## What you need to do
Return verbatim the lines of the records below, from the line containing "bush with a point." through the line containing "(452, 1008)", with both of those lines included.
═════ Material for the task ═════
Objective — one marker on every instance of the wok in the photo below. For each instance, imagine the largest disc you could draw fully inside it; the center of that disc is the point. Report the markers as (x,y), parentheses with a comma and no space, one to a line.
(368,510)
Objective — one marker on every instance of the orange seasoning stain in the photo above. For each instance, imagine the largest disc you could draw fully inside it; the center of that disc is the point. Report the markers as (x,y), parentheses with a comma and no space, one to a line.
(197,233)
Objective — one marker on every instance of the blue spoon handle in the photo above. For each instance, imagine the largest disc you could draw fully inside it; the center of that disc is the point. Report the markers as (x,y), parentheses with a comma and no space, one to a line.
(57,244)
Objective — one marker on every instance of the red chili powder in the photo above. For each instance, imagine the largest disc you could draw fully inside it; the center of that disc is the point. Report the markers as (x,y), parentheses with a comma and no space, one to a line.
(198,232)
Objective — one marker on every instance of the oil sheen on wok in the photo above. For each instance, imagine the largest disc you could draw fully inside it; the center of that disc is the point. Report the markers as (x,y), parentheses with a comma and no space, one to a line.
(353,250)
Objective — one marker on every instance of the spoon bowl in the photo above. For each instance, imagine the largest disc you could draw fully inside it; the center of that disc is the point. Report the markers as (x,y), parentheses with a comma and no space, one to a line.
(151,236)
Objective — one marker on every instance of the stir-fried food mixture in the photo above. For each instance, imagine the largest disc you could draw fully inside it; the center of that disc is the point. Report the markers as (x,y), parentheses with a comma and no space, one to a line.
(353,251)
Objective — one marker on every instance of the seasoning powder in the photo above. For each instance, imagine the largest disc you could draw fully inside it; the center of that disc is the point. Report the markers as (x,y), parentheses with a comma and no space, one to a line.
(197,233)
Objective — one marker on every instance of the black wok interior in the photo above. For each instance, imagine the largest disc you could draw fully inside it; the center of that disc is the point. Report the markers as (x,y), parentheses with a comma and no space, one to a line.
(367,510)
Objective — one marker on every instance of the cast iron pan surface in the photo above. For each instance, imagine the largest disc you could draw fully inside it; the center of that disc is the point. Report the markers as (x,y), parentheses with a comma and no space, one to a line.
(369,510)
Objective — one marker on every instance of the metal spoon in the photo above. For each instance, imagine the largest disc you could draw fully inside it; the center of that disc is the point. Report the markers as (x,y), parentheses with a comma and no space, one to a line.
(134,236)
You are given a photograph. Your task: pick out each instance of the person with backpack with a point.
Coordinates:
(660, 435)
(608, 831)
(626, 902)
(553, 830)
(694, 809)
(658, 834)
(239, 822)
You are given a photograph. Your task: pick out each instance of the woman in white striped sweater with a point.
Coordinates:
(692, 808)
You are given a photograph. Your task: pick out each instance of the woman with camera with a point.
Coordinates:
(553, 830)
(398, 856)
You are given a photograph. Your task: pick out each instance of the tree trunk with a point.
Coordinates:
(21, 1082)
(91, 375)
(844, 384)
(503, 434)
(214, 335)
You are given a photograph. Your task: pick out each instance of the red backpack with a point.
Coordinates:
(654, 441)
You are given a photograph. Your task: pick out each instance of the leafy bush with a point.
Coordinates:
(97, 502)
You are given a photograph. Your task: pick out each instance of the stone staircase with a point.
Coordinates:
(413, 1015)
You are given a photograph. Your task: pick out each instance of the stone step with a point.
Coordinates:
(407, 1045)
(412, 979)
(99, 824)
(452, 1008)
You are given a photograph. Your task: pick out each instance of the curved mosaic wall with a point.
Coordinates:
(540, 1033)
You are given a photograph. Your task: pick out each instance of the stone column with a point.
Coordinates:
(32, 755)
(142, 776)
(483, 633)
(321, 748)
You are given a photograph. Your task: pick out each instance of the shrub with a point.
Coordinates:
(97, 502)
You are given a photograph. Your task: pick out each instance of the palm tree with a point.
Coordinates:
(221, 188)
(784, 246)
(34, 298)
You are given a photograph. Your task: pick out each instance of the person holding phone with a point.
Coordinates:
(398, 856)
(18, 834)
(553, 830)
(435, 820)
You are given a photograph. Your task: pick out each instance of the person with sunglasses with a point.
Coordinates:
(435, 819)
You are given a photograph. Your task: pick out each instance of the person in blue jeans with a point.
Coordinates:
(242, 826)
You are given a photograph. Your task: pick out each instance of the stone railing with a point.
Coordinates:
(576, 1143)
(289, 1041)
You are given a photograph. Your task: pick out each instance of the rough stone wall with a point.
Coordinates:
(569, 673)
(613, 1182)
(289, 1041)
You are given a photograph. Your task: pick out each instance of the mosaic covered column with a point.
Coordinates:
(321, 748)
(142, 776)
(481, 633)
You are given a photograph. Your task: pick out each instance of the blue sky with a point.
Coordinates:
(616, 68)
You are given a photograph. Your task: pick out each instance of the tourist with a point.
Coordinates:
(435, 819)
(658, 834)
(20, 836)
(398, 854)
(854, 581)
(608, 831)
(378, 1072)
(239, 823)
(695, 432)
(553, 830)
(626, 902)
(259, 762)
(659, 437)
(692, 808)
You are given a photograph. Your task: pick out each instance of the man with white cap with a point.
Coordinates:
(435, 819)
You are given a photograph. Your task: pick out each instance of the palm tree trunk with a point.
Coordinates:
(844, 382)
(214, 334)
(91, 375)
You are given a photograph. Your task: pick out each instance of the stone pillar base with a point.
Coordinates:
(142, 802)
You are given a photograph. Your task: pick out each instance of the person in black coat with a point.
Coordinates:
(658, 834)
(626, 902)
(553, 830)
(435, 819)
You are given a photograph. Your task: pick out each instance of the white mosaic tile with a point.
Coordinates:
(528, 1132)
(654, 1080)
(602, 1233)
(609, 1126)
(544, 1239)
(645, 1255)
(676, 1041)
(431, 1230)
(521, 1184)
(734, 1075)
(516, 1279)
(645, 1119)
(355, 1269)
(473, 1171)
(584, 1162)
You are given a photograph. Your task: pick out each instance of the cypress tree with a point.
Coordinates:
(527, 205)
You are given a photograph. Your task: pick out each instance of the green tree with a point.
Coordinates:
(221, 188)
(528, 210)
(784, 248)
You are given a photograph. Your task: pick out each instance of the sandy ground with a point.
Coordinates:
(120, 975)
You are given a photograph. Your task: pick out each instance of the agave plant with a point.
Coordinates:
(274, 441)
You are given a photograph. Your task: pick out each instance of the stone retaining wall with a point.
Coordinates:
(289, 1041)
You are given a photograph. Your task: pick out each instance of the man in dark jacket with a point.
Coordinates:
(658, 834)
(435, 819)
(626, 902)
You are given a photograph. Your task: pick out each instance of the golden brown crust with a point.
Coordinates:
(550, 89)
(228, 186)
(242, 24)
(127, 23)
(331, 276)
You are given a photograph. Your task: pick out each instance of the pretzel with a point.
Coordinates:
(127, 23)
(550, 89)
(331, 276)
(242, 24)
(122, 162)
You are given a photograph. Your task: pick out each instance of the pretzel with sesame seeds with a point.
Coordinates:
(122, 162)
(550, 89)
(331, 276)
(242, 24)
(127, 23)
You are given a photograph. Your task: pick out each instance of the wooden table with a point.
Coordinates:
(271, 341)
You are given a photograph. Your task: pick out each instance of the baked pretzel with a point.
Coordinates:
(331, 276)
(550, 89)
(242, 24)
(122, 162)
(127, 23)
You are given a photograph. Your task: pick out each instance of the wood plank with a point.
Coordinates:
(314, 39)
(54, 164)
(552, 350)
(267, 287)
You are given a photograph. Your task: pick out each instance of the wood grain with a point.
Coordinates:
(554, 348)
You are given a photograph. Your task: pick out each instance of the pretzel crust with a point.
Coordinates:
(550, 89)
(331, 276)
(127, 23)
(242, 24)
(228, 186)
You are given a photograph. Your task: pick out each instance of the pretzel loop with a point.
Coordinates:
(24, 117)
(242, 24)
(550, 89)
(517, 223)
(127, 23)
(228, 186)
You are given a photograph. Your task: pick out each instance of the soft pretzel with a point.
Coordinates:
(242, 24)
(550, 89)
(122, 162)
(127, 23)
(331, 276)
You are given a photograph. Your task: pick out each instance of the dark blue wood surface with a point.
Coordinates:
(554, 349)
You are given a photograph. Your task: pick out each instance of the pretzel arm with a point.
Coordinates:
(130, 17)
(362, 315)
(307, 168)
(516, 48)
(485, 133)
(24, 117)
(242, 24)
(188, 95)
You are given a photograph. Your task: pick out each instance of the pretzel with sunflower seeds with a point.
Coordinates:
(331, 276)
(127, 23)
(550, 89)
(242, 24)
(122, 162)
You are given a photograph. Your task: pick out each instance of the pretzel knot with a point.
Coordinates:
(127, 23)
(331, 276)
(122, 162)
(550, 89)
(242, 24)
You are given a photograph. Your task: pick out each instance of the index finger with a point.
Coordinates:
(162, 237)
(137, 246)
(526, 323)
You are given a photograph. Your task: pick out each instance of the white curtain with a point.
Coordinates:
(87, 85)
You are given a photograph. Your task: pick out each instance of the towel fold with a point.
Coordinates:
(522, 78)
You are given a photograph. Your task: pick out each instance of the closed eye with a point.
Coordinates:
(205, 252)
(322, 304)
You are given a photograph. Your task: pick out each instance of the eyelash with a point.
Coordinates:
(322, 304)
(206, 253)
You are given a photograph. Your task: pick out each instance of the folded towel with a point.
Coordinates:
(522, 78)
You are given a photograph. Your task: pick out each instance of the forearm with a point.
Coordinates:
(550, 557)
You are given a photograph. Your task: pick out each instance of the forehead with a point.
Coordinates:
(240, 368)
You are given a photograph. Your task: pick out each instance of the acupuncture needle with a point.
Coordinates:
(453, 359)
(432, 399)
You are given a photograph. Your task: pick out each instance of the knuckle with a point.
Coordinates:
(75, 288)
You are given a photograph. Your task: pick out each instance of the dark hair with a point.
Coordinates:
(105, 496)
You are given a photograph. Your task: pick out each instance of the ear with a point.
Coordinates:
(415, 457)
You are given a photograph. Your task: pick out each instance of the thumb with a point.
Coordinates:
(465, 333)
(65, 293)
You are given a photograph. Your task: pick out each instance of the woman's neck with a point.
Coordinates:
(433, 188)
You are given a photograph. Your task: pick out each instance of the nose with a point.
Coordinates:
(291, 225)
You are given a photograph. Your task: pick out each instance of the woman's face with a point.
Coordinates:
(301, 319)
═════
## Written response
You are given a photograph. Your task: pick out each instance of the leafy bush with a point.
Coordinates:
(97, 502)
You are given a photograph. Your task: pick out each instance of the stone staircase with a point.
Coordinates:
(413, 1015)
You are given a photograph. Your task: pick out each instance of the stone step with a point.
Coordinates:
(407, 1045)
(412, 979)
(99, 824)
(452, 1008)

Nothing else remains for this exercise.